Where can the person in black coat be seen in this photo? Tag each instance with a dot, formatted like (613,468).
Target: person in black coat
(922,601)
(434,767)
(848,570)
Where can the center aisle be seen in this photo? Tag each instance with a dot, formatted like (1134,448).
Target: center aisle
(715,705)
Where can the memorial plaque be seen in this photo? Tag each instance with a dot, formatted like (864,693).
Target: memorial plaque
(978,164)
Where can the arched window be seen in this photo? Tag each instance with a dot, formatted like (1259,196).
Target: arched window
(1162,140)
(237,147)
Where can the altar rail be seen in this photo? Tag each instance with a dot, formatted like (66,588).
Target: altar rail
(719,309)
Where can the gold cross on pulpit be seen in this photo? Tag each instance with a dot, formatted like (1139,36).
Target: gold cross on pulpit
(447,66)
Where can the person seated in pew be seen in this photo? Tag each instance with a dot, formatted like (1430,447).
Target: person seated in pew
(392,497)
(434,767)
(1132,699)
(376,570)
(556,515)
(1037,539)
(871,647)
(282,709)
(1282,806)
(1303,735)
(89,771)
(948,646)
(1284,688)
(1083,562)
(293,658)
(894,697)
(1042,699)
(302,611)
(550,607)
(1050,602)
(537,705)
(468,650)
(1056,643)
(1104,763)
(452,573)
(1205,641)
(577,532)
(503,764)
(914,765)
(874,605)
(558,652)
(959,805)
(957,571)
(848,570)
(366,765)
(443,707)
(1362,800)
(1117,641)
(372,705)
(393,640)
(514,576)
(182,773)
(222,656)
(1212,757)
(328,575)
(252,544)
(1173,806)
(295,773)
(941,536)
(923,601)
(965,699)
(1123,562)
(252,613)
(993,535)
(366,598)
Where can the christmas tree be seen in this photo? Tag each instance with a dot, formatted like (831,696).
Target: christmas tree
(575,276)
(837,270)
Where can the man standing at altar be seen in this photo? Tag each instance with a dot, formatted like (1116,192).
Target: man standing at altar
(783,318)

- - - - -

• **EXERCISE DETAILS**: Each line of the records should be transcribed without change.

• **OUTPUT BELOW**:
Where can the person in black coat be seen in this photo? Tag each instance with a dot, formatted like (613,468).
Target: person in black coat
(922,601)
(434,767)
(848,570)
Where can the center aisle be seen in this photo? Tag each instance with a dot, formatted like (1134,448).
Target: center aisle
(715,705)
Where can the memorial plaque be seen in this photo? Tag each instance with a dot, formatted like (864,693).
Target: memorial plaque
(978,164)
Where can the arched window be seen in this photo? Tag each instance with a dot, formatted like (1259,196).
Target: arched window
(1162,140)
(237,147)
Where can the altar rail be seen in this photo? Tag each instance with a dot, formatted like (66,588).
Target: altar rail
(719,309)
Where can the gold cross on pulpit be seen in this photo? Tag each instance with a dot, formatted like (1139,36).
Target: gold cross on pulpit
(447,66)
Where can the person seated in pew be seen in this photo? Tag each instance with a dot, formatted like (1430,447).
Target: person seated in pew
(392,497)
(434,767)
(1132,699)
(376,570)
(556,515)
(1037,539)
(871,647)
(282,709)
(1282,806)
(1303,735)
(89,771)
(948,646)
(1284,688)
(1083,562)
(293,658)
(894,697)
(1042,699)
(302,611)
(550,607)
(1050,602)
(537,705)
(468,650)
(1056,643)
(1104,763)
(452,573)
(1205,641)
(577,532)
(503,764)
(914,765)
(874,605)
(558,652)
(959,805)
(957,571)
(848,570)
(366,765)
(443,707)
(1362,800)
(1117,641)
(372,705)
(393,640)
(514,576)
(182,773)
(222,656)
(1212,757)
(328,575)
(252,544)
(1173,806)
(295,773)
(941,536)
(923,601)
(965,699)
(1123,562)
(252,613)
(993,535)
(366,598)
Where can the christmas tree be seen in this photo? Tag each instance with a dot, formatted like (831,696).
Target: christmas tree
(575,276)
(837,270)
Where can the man standing at altar be seen in this photo? Tag each instance with a dot, formatted like (1116,192).
Target: man standing at altar
(783,318)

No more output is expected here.